>>>

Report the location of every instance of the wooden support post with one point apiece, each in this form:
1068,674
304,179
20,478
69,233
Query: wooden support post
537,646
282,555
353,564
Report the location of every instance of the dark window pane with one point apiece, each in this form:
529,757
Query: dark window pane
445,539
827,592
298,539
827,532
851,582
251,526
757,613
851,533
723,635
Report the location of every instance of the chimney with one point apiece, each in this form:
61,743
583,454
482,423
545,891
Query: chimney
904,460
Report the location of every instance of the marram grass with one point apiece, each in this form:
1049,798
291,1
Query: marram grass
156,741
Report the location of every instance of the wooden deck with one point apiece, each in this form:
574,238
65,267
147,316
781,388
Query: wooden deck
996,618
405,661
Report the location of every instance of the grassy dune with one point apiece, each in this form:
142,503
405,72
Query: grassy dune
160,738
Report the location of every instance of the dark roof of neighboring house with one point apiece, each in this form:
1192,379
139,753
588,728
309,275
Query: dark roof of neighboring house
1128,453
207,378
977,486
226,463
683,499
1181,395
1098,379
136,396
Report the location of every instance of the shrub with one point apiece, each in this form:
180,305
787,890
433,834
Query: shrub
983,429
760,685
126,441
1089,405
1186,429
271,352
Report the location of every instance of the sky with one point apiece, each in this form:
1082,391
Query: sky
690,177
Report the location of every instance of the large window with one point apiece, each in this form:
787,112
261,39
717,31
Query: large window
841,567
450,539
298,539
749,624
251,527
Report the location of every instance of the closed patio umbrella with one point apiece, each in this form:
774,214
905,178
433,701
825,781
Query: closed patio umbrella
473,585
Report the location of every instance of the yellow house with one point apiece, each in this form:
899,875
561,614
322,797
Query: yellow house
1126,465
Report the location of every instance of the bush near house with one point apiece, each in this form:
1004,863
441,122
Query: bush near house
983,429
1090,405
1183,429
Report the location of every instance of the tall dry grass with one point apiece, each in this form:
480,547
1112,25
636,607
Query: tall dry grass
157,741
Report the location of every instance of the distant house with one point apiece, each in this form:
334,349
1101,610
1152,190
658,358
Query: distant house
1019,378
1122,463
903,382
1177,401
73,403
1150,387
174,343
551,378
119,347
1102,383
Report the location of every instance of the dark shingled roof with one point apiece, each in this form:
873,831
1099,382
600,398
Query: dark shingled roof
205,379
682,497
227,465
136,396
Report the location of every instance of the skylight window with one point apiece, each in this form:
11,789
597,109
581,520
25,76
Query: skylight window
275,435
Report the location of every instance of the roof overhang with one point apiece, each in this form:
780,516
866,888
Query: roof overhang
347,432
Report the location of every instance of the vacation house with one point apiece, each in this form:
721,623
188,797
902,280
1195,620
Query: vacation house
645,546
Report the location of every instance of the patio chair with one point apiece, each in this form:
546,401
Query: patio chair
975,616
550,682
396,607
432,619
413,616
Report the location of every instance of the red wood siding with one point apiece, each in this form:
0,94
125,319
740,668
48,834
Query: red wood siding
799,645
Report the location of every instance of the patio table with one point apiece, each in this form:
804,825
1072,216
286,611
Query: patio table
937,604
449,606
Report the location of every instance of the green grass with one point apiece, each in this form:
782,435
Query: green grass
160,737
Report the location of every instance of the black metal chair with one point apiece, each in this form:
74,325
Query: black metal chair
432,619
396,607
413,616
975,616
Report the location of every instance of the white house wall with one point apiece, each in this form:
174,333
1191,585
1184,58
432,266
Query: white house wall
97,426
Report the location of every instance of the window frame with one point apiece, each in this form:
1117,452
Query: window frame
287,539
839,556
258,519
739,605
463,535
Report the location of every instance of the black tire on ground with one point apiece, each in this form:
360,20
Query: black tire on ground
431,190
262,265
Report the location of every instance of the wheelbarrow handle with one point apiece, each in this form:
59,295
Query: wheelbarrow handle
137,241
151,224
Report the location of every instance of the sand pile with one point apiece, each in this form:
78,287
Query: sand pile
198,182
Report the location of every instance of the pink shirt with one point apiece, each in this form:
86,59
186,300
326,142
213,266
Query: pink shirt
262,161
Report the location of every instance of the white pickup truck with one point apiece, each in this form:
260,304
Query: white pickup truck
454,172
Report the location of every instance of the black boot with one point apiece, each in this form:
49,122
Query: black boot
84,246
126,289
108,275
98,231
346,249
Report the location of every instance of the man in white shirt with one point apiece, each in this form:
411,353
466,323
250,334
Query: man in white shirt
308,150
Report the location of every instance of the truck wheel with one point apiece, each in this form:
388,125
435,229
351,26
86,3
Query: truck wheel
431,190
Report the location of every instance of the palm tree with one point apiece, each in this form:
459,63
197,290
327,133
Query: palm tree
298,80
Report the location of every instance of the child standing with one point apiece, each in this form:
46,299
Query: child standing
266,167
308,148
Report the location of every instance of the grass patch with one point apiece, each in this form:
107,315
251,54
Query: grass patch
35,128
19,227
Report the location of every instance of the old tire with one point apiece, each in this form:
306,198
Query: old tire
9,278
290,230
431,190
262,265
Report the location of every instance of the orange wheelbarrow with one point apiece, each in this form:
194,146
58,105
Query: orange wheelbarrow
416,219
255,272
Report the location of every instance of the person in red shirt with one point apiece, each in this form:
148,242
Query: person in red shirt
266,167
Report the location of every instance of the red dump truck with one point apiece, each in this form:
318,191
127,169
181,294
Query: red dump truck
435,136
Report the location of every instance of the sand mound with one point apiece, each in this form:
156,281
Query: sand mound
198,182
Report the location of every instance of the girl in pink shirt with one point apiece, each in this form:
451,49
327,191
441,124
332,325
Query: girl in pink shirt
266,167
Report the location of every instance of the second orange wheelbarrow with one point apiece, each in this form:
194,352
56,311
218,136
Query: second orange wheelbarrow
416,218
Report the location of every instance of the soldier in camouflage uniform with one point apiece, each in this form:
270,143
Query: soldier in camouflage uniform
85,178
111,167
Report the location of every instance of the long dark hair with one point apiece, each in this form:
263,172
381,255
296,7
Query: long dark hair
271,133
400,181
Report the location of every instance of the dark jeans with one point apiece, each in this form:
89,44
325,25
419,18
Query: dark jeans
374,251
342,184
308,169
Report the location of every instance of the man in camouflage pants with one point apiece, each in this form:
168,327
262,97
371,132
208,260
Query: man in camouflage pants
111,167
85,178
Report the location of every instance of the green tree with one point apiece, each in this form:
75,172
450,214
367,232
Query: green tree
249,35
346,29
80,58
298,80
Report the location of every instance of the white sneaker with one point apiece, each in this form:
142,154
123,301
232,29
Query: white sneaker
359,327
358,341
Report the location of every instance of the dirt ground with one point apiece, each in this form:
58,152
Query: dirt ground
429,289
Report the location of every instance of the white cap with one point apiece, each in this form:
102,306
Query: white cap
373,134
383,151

<<<

Transcribe the material above in its entirety. Match it exactly.

▸ Answer to this exercise:
Report the location of every instance of the wooden support post with one point apiece, each in this form:
1068,674
304,179
20,478
69,233
Query: wooden support post
537,646
282,555
353,564
Report the location of every instance of the dark window pane with one point apiece, each in this form:
529,757
Query: dark window pane
445,539
827,592
298,539
827,532
851,582
251,526
757,613
851,533
723,635
Report the location of every instance of the chimney with one point apiece, each in this form:
61,743
583,454
482,423
545,891
Query: chimney
904,460
Report the location of every instance of the marram grass with one point apiece, each in this form:
1049,798
291,1
Query: marram grass
156,741
Report the location of every instance of the wooden deck with one point apiece, each in this form:
574,238
65,267
147,316
781,388
Query: wooden deck
996,618
405,661
Report the location of every instance of the grassy dune with one point apiece, each in this form:
142,503
405,72
Query: grassy dune
160,738
Report the location of every instance of the dark roof of neighboring house with one point apiece, each in this form:
1192,379
139,753
588,728
309,275
Query: dark roof of neighboring house
1128,453
207,378
977,486
226,463
683,499
1181,395
1098,379
136,396
Report the location of every instance of the shrub with one point apiece, each in this form:
180,305
787,890
433,834
Query: shrub
983,429
760,685
126,441
1089,405
1186,429
271,352
Report the location of every instance of the sky with one point apiece, each in this form:
1082,391
Query: sky
690,177
Report the location of every instance of the large window with one point apiece, each in this form:
787,112
261,39
717,31
Query: large window
841,567
450,539
298,539
749,624
251,527
Report the location of every instance of the closed patio umbrella with one point apiece, each in this form:
774,214
905,178
433,701
825,781
Query: closed patio umbrella
473,585
Report the location of every instance of the yellow house with one point apiece, each in this form:
899,875
561,614
322,797
Query: yellow house
1126,465
Report the location of every instance of the bush near house with one point apiece, each in this form:
1004,863
441,122
Query: bush near house
983,429
1090,405
1183,429
Report the location of every instance of the tall dry grass with one point apiece, each in this form:
480,547
1112,25
636,607
Query: tall dry grass
157,741
Report the location of every instance of the distant house with one point apiece, each in this form:
334,349
1101,610
1152,190
658,358
Query: distant house
1019,378
1122,463
903,382
1177,401
73,403
1150,387
174,343
551,378
119,347
1102,383
Report the location of every instance of the dark shingled roof with one point apiece, each in this form:
873,831
1099,382
600,398
Query: dark shingled roof
205,379
682,497
227,465
136,396
Report the location of every instance of the skylight window with one point apiece, each in this form:
11,789
597,109
581,520
25,76
Query: skylight window
275,435
Report the location of every instance of the roof overhang with one point apiece, each in this form:
780,516
866,888
Query: roof overhang
347,432
Report the location of every instance of the vacation house with one point apiece, each in this form:
721,623
188,797
902,280
1195,620
Query: vacation house
645,546
Report the location of every instance of the patio chair with one point apiece, each in this form:
546,401
Query: patio chair
975,616
550,682
396,607
432,619
413,616
Report the location of every instance of the red wood siding with one point apiece, each in this form:
0,94
125,319
740,668
48,834
Query: red wood siding
799,645
Report the location of every instance of the patio table with one point apiece, each in this form:
804,825
1072,216
286,611
Query: patio table
937,604
449,606
Report the location of every instance of the green grass with one point apiece, each in this form:
782,435
Query: green grass
160,737
Report the location of every instance of the black metal chair with one point apiece, each in this form:
74,325
Query: black metal chair
432,619
396,607
413,616
975,616
Report the location of every instance of the white house wall with one point apiece, each in this form:
174,333
1191,585
1184,58
432,266
Query: white house wall
97,426
Report the location of every instance of the window frame with one point apiece, each in this form:
1117,452
Query: window frame
287,539
839,556
258,519
739,605
463,535
Report the location of every instance of the black tire on ground with one point apiece, each in this form:
360,20
Query: black tire on ground
431,190
262,265
Report the location of every instance of the wheelbarrow handle with one point apiece, each in this form:
59,295
Query: wheelbarrow handle
137,241
151,224
Report the location of every instance of the sand pile with one point apiece, each in this form:
78,287
Query: sand pile
198,182
Report the location of every instance of the pink shirt with one point apiece, each in this form:
86,59
186,300
326,142
213,266
Query: pink shirt
262,161
Report the location of every instance of the white pickup truck with one point apiece, each in this form:
260,304
Query: white pickup truck
454,172
Report the location of every instance of the black boot with one point apiece, each in this form:
49,122
Query: black boot
84,246
126,289
108,275
98,231
346,249
Report the location of every instance of the man in white shirt with one point apiece, each in this form:
411,353
466,323
250,334
Query: man in white shirt
308,150
Report the location of every instance of the truck wheel with one point apiece, each in this form:
388,125
435,229
351,26
86,3
Query: truck wheel
431,190
Report the location of every instance of the palm tree with one point apiece, each in this form:
459,63
197,290
327,133
Query: palm tree
298,80
Report the location of every instance of the child standing with one point apiece, each in this form:
46,299
Query: child standing
266,167
308,148
Report the location of every instance of the grass patch with one point apiece, each in this form:
107,315
251,54
Query: grass patch
35,128
19,227
Report the location of every instance of the old tire with one point apiece, each in this form:
306,198
Query: old tire
9,278
290,230
431,190
262,265
Report the location of every instance of the orange wheelbarrow with one point apiece, each in this form:
194,146
58,105
Query: orange wheelbarrow
416,219
255,272
Report the location of every instance of the person in red shirt with one point apiece, each in this form:
148,242
Query: person in red shirt
266,167
Report the location of every instance of the red dump truck with one point apiece, each in this form:
318,191
127,169
181,294
Query: red dump truck
435,136
Report the location of every instance of the sand mound with one point apiece, each in this form:
156,281
Query: sand mound
198,182
Report the location of every instance of the girl in pink shirt with one point apiece, each in this form:
451,49
327,191
441,124
332,325
Query: girl in pink shirt
266,167
Report the location of every instance of the second orange wheelbarrow with one point apiece, each in this form:
194,352
56,311
218,136
Query: second orange wheelbarrow
416,218
Report the location of every instance of the soldier in camouflage uniform with one point apiece, each in this form:
270,143
Query: soldier in camouflage uniform
85,178
111,167
Report the location of every instance of the long dark hair with one point apiece, each in this form:
263,172
381,255
296,7
Query: long dark hair
271,133
400,181
Report the location of every instance of the dark jeans with one point apiece, each in this form:
89,44
325,25
419,18
Query: dark jeans
374,251
342,184
308,169
Report the location of every instance of the man in camouflage pants with one point apiece, each in this form:
168,327
262,97
371,132
208,260
Query: man in camouflage pants
111,167
85,178
Report the location of every instance of the green tree with one point apiece, each in this form:
75,172
450,214
367,232
Query: green tree
249,35
346,29
80,58
298,80
Report the location of every instance of the white sneaker with one point apiece, each in this form:
142,154
123,301
232,29
Query: white sneaker
359,327
358,341
Report the location of every instance of the dirt ground with one point apiece, each in this form:
58,152
Query: dirt ground
429,289
Report the location of every instance of the white cap with one point apiece, each in this form:
102,306
Query: white cap
373,134
383,151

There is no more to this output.